◆ Vorliegender Text:
============
Starten wir mit einem Rückblick. Ihr hattet ein wahnsinniges erfolgreiches 2021, voll mit Höhen wie der ersten Tour, aber auch mit Tiefen, etwa die Corona-bedingten Absagen in der Heimat Sachsen und dem abgesagten Frauenfeldli-Auftritt. Wie seht ihr auf das Jahr zurück?

Zachi: Viel mehr Höhen. Wir durften 2020 keine Konzerte spielen und letztes Jahr dann circa 30 Shows. Das hat alles funktioniert, wir haben neue Leute kennengelernt und viel dazugelernt. Wir konnten das machen, worauf wir Bock hatten. Wir haben viel produziert aber auch etwas entschleunigen können. Ich glaube das Entschleunigen tat uns gut. Nach dem Touren hätten wir sonst noch sieben Festivals im Sommer gespielt.

«Es wäre schön, wenn es es immer mehr Leute gäbe, die sich bewusst werden, dass Sexismus nicht in die Musik gehört.»

Paul: Es war ein krasses Jahr. Das jetzt der Name 01099 eine Art Grösse hat und wir für Interviews angefragt werden, ist alles eine Sache von 2021. Zuvor hatten wir einfach unser Ding gemacht, mit unserer Base in Dresden, welche kontinuierlich gewachsen ist. Richtig gross wurde alles letztes Jahr und damit kam der Trubel in unser Leben. Neue Abenteuer und Aufgaben haben es ein unfassbar geiles Jahr werden lassen.

Von eurem Booker Landstreicher werdet Ihr als «Hiphop / Pop Act der Generation Nachhaltigkeit» beschrieben. Eine Bezeichnung, die man wohl in der Deutschrap-Bubble nicht mehr als einzigartig bezeichnen darf. Wie sieht Ihr euch so in der Deutschrap-Bubble?
============
◆ Bereitgestelltes Material:
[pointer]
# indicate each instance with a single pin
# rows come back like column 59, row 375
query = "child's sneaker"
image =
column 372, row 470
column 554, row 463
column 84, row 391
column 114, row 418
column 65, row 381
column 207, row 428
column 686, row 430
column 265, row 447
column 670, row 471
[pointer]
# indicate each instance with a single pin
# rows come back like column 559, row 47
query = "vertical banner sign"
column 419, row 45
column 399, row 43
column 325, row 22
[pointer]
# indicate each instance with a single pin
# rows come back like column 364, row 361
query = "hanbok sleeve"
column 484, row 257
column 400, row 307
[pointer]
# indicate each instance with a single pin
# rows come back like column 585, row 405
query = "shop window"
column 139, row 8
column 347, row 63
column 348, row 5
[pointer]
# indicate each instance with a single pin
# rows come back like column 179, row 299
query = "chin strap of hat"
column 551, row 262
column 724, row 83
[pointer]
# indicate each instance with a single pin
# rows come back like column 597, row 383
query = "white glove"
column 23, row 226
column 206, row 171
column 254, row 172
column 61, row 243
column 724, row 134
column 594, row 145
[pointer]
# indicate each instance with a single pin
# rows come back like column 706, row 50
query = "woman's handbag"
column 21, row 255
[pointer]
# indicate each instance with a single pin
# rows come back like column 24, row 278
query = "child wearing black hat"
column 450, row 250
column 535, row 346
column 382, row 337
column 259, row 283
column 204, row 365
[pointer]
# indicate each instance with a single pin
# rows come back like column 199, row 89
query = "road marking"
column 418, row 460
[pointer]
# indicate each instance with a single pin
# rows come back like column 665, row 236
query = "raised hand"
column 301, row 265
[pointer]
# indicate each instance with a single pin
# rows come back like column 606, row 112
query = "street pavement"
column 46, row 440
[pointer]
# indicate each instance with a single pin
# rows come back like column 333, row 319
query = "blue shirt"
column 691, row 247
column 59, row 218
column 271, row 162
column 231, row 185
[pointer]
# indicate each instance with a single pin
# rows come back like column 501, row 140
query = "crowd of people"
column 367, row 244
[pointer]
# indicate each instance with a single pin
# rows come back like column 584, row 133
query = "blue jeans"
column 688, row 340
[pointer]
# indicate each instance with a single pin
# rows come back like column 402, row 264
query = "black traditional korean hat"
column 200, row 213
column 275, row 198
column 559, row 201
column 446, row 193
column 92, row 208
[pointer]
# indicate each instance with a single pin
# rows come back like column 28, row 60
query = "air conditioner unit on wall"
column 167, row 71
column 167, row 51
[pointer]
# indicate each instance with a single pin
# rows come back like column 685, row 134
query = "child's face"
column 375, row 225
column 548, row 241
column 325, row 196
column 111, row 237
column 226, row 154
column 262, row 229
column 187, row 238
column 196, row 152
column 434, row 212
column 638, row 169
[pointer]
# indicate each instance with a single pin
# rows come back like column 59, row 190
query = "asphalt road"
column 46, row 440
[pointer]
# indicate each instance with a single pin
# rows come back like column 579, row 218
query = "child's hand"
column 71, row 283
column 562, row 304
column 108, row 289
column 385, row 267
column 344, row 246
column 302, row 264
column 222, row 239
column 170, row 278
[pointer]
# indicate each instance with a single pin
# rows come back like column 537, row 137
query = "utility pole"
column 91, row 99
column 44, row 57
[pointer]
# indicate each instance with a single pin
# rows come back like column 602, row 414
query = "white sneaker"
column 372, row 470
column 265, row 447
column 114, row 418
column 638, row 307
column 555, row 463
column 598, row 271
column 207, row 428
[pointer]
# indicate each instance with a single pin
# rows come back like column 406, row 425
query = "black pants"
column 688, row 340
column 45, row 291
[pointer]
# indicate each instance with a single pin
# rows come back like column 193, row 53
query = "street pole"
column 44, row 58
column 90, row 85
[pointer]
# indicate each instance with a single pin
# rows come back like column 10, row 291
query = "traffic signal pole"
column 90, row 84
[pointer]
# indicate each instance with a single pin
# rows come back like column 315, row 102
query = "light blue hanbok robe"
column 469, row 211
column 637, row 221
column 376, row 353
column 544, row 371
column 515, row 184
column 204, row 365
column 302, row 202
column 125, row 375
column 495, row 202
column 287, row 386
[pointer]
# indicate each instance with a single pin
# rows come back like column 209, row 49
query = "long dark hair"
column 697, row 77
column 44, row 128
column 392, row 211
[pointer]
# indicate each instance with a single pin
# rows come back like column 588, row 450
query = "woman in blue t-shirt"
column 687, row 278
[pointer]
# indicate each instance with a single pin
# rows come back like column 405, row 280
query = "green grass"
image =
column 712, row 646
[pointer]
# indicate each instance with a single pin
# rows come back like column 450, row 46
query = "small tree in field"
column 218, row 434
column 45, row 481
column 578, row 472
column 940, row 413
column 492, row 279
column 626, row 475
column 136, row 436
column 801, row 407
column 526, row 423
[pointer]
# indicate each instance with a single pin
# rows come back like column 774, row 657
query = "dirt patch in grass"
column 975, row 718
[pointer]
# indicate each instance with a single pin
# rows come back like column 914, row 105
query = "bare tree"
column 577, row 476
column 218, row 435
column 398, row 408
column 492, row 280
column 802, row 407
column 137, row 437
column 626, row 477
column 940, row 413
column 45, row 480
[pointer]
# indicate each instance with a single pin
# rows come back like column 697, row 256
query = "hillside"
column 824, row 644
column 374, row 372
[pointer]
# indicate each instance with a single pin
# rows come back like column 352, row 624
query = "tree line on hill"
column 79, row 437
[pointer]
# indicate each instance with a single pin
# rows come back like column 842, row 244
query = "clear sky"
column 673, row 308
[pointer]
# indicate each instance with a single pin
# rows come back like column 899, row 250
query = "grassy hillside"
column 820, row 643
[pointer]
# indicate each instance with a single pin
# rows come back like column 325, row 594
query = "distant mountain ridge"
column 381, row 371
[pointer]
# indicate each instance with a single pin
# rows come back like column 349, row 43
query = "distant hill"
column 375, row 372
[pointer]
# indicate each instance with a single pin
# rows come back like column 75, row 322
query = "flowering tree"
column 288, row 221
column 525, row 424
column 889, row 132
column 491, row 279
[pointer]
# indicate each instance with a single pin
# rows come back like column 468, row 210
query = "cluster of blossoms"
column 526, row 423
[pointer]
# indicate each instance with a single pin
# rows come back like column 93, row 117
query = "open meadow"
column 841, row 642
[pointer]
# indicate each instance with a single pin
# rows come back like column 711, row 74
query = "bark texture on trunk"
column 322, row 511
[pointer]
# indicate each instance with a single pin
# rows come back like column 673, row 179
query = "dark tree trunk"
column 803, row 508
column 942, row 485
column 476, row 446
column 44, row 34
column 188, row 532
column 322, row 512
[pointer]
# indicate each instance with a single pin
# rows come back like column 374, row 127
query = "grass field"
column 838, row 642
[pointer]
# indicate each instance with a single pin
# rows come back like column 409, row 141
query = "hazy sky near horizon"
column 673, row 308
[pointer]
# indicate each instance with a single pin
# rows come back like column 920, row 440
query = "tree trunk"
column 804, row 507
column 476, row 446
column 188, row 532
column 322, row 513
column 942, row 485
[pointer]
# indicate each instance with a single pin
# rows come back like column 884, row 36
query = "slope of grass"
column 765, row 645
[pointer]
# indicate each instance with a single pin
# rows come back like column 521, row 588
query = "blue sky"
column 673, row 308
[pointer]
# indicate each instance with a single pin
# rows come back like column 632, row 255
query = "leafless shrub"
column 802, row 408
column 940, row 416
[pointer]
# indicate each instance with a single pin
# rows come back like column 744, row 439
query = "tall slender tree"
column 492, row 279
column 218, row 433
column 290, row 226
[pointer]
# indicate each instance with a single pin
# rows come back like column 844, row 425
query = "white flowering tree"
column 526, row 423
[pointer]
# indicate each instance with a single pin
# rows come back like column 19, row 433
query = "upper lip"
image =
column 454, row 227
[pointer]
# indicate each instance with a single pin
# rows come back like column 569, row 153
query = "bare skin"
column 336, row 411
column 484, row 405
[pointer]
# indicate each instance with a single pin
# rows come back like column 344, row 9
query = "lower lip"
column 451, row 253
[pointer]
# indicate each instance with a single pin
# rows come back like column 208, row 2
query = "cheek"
============
◆ Auftrag A: Wie viele Shows hat die Band laut dem Interview mit 01099 im Jahr 2021 ungefähr gespielt?
◆ Auftrag B: Setze das Interview mit 01099 bitte im Anschluss an seine letzte Frage fort.

◆ Ergebnis A: Circa 30 Shows.

◆ Ergebnis B:
Zachi: Was sehr wichtig ist für uns und wofür wir für die nachfolgende Generation einstehen, ist, dass Sexismus keinen Platz hat in der Musik. Es wäre schön, wenn es es immer mehr Leute gäbe, die sich bewusst werden, dass Sexismus nicht in die Musik gehört. Das ist ein grosser Punkt, wo wir uns sehen und wofür wir einstehen in der Deutschen Rap Bubble.

«Wenn Hate, gab es den von der Hiphop Head Bubble. Sprich: Fans, die mit Bushido und Aggro Berlin gross geworden sind.»

Gab es da schon Anfeindungen seitens Hiphop Bubble, welchen diese Einstellung nicht gefallen hat?

Paul: Ich muss sagen, von Künstler-Seite gar nicht. Wenn Hate, gab es den von der Hiphop Head Bubble. Sprich: Fans, die mit Bushido und Aggro Berlin gross geworden sind. Für die ist Hiphop etwas anderes und die verstehen nicht, was für Musik wir machen. Das spiegelt sich in Insta- oder YouTube-Comments wider. Dass uns Künstler aus der Szene kontaktierten und meinten; «Ey Leute, was ihr macht ist weak», das kam nicht vor.

In dem Fall ein gewisser Generationsunterschied bei manchen?

Paul: Jede Generation hat wahrscheinlich einen anderen Anspruch an das, was ihre Musik machen und bewirken soll.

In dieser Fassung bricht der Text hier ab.